**Data records:**
━━━━━━━━━━

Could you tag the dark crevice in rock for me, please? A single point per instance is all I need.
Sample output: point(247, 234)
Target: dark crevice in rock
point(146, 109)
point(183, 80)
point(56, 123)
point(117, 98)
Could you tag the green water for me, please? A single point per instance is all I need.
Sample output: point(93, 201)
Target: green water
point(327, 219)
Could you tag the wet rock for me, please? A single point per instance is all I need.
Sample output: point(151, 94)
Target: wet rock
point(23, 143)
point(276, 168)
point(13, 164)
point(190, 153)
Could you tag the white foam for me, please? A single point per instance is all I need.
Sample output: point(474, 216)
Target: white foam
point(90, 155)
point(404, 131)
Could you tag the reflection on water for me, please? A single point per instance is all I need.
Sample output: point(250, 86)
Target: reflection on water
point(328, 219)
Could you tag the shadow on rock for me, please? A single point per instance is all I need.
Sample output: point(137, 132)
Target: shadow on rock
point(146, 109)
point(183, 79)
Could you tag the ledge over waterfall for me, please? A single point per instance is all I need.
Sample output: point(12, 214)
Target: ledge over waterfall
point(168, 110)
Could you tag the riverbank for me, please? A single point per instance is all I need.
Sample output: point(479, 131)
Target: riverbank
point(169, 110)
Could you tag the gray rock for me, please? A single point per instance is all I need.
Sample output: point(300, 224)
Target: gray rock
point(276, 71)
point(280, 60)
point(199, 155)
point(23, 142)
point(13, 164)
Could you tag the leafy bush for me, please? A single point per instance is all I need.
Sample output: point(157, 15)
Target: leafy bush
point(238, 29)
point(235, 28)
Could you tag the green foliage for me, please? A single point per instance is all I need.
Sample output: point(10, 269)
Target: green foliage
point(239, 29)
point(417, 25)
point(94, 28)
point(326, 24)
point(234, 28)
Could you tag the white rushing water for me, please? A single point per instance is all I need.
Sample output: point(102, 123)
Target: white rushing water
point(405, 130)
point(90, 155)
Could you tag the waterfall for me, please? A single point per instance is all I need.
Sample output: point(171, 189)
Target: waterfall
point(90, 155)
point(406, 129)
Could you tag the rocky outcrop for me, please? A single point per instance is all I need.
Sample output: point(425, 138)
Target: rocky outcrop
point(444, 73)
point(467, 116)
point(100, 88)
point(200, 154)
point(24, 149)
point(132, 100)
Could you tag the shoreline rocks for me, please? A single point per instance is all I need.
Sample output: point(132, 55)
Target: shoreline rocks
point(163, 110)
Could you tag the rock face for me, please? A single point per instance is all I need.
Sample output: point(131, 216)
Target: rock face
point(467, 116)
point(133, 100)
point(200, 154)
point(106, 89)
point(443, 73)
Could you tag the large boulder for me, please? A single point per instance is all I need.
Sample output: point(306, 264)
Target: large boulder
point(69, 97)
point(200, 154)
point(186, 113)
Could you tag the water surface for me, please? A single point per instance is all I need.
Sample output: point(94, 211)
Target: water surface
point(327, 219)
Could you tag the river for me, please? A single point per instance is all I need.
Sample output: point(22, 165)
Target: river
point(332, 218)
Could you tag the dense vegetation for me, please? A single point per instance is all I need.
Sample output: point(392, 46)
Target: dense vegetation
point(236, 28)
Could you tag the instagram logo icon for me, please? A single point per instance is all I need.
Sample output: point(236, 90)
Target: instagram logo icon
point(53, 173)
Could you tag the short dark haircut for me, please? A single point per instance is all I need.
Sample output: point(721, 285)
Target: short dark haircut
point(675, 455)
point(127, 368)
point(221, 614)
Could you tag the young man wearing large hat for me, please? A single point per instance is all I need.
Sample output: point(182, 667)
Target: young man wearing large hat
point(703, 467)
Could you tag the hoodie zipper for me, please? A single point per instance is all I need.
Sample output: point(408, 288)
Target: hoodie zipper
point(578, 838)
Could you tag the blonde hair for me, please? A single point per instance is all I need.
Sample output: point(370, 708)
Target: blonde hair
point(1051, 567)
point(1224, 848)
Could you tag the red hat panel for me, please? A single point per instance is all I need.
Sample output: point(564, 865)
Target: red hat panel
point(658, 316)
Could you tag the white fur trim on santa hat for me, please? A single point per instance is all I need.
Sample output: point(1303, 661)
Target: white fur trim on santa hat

━━━━━━━━━━

Could you copy every one of the items above word for word, line by line?

**The response:**
Could you tag the dark crevice in rock for me, please? A single point per instance is all I need.
Sample output: point(247, 234)
Target: dark crevice in rock
point(146, 109)
point(183, 80)
point(56, 123)
point(117, 98)
Could you tag the green water for me, please? A single point per instance is all I need.
Sample output: point(93, 201)
Target: green water
point(327, 219)
Could you tag the wet rock for me, please? A single point per instance is all I need.
Sample output: point(151, 94)
Target: wet rock
point(23, 143)
point(276, 168)
point(13, 164)
point(190, 153)
Could you tag the white foam for me, please? A single point per instance is all I need.
Sample output: point(474, 216)
Target: white foam
point(90, 155)
point(404, 131)
Could you tag the reflection on water for me, please? A single point per instance is all I need.
Sample output: point(250, 86)
Target: reflection on water
point(328, 219)
Could you tag the shadow on rock for me, please? A single point per instance is all I need.
Sample output: point(137, 132)
Target: shadow on rock
point(146, 109)
point(183, 79)
Could you tag the ledge over waterfall for me, please? A single point per instance is all I need.
Sample output: point(12, 214)
Target: ledge over waterfall
point(168, 110)
Could you tag the riverbank for me, please? A single point per instance is all I need.
Sample output: point(479, 131)
Target: riverbank
point(169, 110)
Could you tag the gray rock for me, please? A single point per instance is all I need.
Sample output: point(300, 224)
Target: gray rock
point(276, 71)
point(280, 60)
point(199, 155)
point(23, 142)
point(13, 164)
Could you tag the leafy bush for me, please? A single point per instance is all I need.
Sample output: point(157, 15)
Target: leafy bush
point(238, 29)
point(235, 28)
Could you tag the green foliage for me, please? A single point per instance is all I need.
Sample output: point(10, 269)
Target: green foliage
point(239, 29)
point(417, 25)
point(94, 28)
point(326, 24)
point(234, 28)
Could you tag the white rushing water for me, please? A single point per instance is all I need.
Sample output: point(102, 123)
Target: white rushing water
point(405, 130)
point(90, 155)
Could you tag the waterfall for me, please? A single point per instance is all I need.
Sample output: point(171, 189)
Target: waterfall
point(90, 155)
point(406, 129)
Could you tag the rocky outcrop for me, please? A single point per instance is all I need.
Sample output: point(425, 138)
Target: rocky outcrop
point(444, 73)
point(467, 116)
point(100, 88)
point(200, 154)
point(24, 149)
point(132, 100)
Could you tag the shoreline rocks for me, please? A single point per instance is all I need.
Sample output: point(132, 55)
Target: shoreline rocks
point(163, 110)
Could you tag the rock face for me, please? A single point per instance is all I need.
Sample output: point(131, 216)
Target: rock face
point(467, 116)
point(133, 100)
point(200, 154)
point(106, 89)
point(443, 73)
Could you tag the large boulder for me, please? A single point per instance is all I need.
Sample output: point(306, 264)
Target: large boulder
point(69, 97)
point(200, 154)
point(186, 113)
Could you tag the water surface for me, please? A single point per instance is all I need.
Sample output: point(94, 211)
Target: water surface
point(327, 219)
Could you tag the river for me, please? A single point per instance is all I need.
Sample output: point(22, 165)
Target: river
point(332, 218)
Could you tag the dense vegetation for me, please? A single point per instance is all I need.
Sample output: point(392, 46)
Target: dense vegetation
point(236, 28)
Could you tag the instagram logo icon for me, please? A single point per instance is all I need.
Sample output: point(236, 90)
Target: instagram logo icon
point(53, 173)
Could you tag the short dark haircut for me, please? A single point per instance is all I need.
Sample output: point(721, 285)
Target: short dark haircut
point(675, 455)
point(127, 368)
point(221, 614)
Could you tag the young man wearing large hat for me, please? A single point per instance is all I need.
Sample output: point(182, 667)
Target: young man wearing large hat
point(703, 467)
Could you tag the hoodie zipper for me, please? A single point per instance is all I need.
Sample output: point(408, 288)
Target: hoodie zipper
point(578, 838)
Could you tag the blonde hair for me, please? A single point per instance is all I need.
Sample output: point(370, 708)
Target: blonde hair
point(1051, 567)
point(1224, 848)
Could you tag the red hat panel for me, please? A single point per instance is all I need.
Sample output: point(564, 865)
Target: red hat panel
point(658, 316)
Could you tag the white fur trim on santa hat for me, please? A single point per instance is all I need.
Sample output: point(1303, 661)
Target: white fur trim on santa hat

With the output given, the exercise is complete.